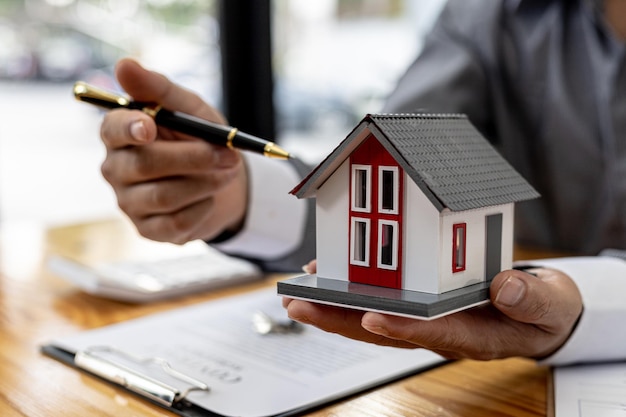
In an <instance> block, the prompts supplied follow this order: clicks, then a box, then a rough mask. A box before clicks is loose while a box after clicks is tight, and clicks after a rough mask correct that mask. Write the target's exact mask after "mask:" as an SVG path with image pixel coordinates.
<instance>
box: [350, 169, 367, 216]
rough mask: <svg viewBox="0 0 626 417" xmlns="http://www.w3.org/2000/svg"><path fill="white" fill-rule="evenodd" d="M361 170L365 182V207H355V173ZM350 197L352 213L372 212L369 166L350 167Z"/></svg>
mask: <svg viewBox="0 0 626 417" xmlns="http://www.w3.org/2000/svg"><path fill="white" fill-rule="evenodd" d="M359 170H362V171H365V180H366V181H367V184H366V187H365V207H358V206H357V205H356V201H357V199H356V191H357V183H356V181H357V175H356V173H357V171H359ZM350 192H351V196H352V203H351V206H352V207H351V209H352V211H356V212H361V213H370V212H371V211H372V208H371V204H372V203H371V200H372V199H371V195H372V166H371V165H360V164H353V165H352V184H351V190H350Z"/></svg>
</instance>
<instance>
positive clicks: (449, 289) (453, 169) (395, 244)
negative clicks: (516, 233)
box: [291, 114, 538, 302]
mask: <svg viewBox="0 0 626 417" xmlns="http://www.w3.org/2000/svg"><path fill="white" fill-rule="evenodd" d="M292 194H295V195H296V196H297V197H299V198H309V197H315V198H316V213H317V214H316V215H317V278H323V279H330V280H337V281H345V282H347V283H358V284H366V285H369V286H376V287H385V288H390V289H397V290H402V291H403V292H406V291H409V292H419V293H426V294H444V293H447V292H451V291H454V290H458V289H462V288H466V287H471V286H472V285H474V284H479V283H483V284H484V283H487V284H488V282H489V281H490V280H491V278H492V277H493V276H494V275H495V274H497V273H498V272H499V271H501V270H503V269H507V268H510V267H511V264H512V253H513V215H514V204H515V203H516V202H519V201H522V200H527V199H532V198H535V197H537V196H538V194H537V192H536V191H535V190H534V189H533V188H532V187H531V186H530V185H529V184H528V183H527V182H526V181H525V180H524V178H522V177H521V176H520V175H519V174H518V173H517V172H516V171H515V170H514V169H513V168H512V167H511V166H510V165H509V163H508V162H506V160H504V158H503V157H502V156H500V154H498V152H497V151H496V150H495V149H494V148H493V147H492V146H491V144H490V143H489V142H488V141H487V140H486V139H484V138H483V137H482V136H481V134H480V133H479V132H478V131H477V130H476V129H475V128H474V127H473V126H472V124H471V123H470V122H469V121H468V120H467V118H466V117H465V116H463V115H456V114H454V115H449V114H387V115H368V116H366V117H365V118H364V119H363V120H362V121H361V123H359V125H358V126H356V128H355V129H354V130H353V131H352V132H351V133H350V134H349V135H348V136H347V137H346V139H345V140H343V141H342V142H341V143H340V144H339V146H338V147H337V148H335V150H334V151H333V152H332V153H331V154H330V155H328V157H327V158H326V159H325V160H324V161H323V162H322V163H321V164H320V165H318V166H317V167H316V168H315V169H314V170H313V171H312V172H311V174H309V175H308V176H307V178H305V179H304V180H303V181H302V182H301V183H300V184H299V185H298V186H297V187H296V188H294V190H292ZM351 288H359V287H358V286H357V287H355V286H352V287H350V288H348V287H346V291H348V292H352V289H351ZM477 288H478V287H477ZM480 288H482V289H483V290H484V288H486V287H485V285H482V286H480ZM358 291H361V292H363V291H364V292H366V293H367V292H368V291H367V289H364V288H363V287H360V289H359V290H357V292H358ZM387 294H390V296H391V297H392V298H397V297H405V295H402V294H404V293H402V294H395V295H394V294H392V293H389V292H387ZM291 295H294V294H291ZM298 295H300V294H298ZM304 298H307V296H306V295H305V296H304ZM322 301H323V300H322ZM336 301H337V300H334V301H333V302H336Z"/></svg>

** HOW TO COMPLETE THIS TASK **
Line by line, print the records exactly, leaving the pictures behind.

** YOUR RESPONSE **
In an <instance> block, the prompts supplied follow this order: clicks, then a box, then a rough mask. A box before clicks is loose while a box after clicks is tight, and clicks after a rough mask correct that mask. Write the target's exact mask after "mask:" as an SVG path with image pixel coordinates.
<instance>
box: [350, 169, 367, 216]
rough mask: <svg viewBox="0 0 626 417" xmlns="http://www.w3.org/2000/svg"><path fill="white" fill-rule="evenodd" d="M361 170L365 182V207H355V173ZM350 197L352 213L372 212L369 166L350 167Z"/></svg>
mask: <svg viewBox="0 0 626 417" xmlns="http://www.w3.org/2000/svg"><path fill="white" fill-rule="evenodd" d="M359 170H362V171H365V180H366V181H367V184H366V187H365V207H358V206H357V205H356V201H357V199H356V191H357V183H356V181H357V175H356V173H357V171H359ZM350 192H351V196H352V203H351V206H352V207H351V209H352V211H356V212H361V213H370V212H371V211H372V208H371V204H372V203H371V200H372V199H371V195H372V166H371V165H360V164H353V165H352V184H351V190H350Z"/></svg>
</instance>
<instance>
positive clicks: (449, 289) (453, 169) (395, 244)
negative clicks: (516, 233)
box: [291, 114, 538, 302]
mask: <svg viewBox="0 0 626 417" xmlns="http://www.w3.org/2000/svg"><path fill="white" fill-rule="evenodd" d="M292 194H295V195H296V196H297V197H299V198H309V197H315V198H316V213H317V214H316V215H317V278H323V279H330V280H337V281H345V282H347V283H358V284H366V285H369V286H376V287H385V288H390V289H397V290H402V291H403V292H406V291H409V292H419V293H426V294H444V293H447V292H451V291H454V290H458V289H462V288H466V287H471V286H472V285H474V284H479V283H483V284H484V283H487V284H488V282H489V281H490V280H491V278H492V277H493V276H494V275H495V274H497V273H498V272H499V271H501V270H503V269H507V268H510V267H511V264H512V253H513V215H514V204H515V203H516V202H519V201H522V200H527V199H532V198H535V197H537V196H538V194H537V192H536V191H535V190H534V189H533V188H532V187H531V186H530V185H529V184H528V183H527V182H526V181H525V180H524V178H522V177H521V176H520V175H519V174H518V173H517V172H516V171H515V170H514V169H513V168H512V167H511V166H510V165H509V163H508V162H506V160H504V158H503V157H502V156H500V154H498V152H497V151H496V150H495V149H494V148H493V147H492V146H491V144H490V143H489V142H488V141H487V140H486V139H484V138H483V137H482V136H481V134H480V133H479V132H478V131H477V130H476V129H475V128H474V127H473V126H472V124H471V123H470V122H469V121H468V120H467V118H466V117H465V116H463V115H456V114H454V115H449V114H387V115H368V116H366V117H365V118H364V119H363V120H362V121H361V123H359V125H358V126H356V128H355V129H354V130H353V131H352V132H351V133H350V134H349V135H348V136H347V137H346V139H345V140H343V141H342V142H341V143H340V144H339V146H338V147H337V148H335V150H334V151H333V152H332V153H331V154H330V155H328V157H327V158H326V159H325V160H324V161H323V162H322V163H321V164H320V165H318V166H317V167H316V168H315V169H314V170H313V171H312V172H311V174H309V175H308V176H307V178H305V179H304V180H303V181H302V182H301V183H300V184H299V185H298V186H297V187H296V188H294V190H292ZM351 288H359V287H358V286H357V287H355V286H352V287H350V288H348V287H346V291H348V292H352V289H351ZM477 288H478V287H477ZM480 288H482V289H483V290H484V288H486V287H485V285H482V286H480ZM358 291H361V292H363V291H364V292H366V293H367V292H368V291H367V289H364V288H363V287H360V289H359V290H357V292H358ZM387 294H390V296H391V297H392V298H397V297H405V295H402V294H404V293H402V294H395V295H394V294H392V293H389V292H387ZM291 295H294V294H291ZM298 295H300V294H298ZM304 298H307V296H306V295H305V296H304ZM322 301H323V300H322ZM336 301H337V300H334V301H333V302H336Z"/></svg>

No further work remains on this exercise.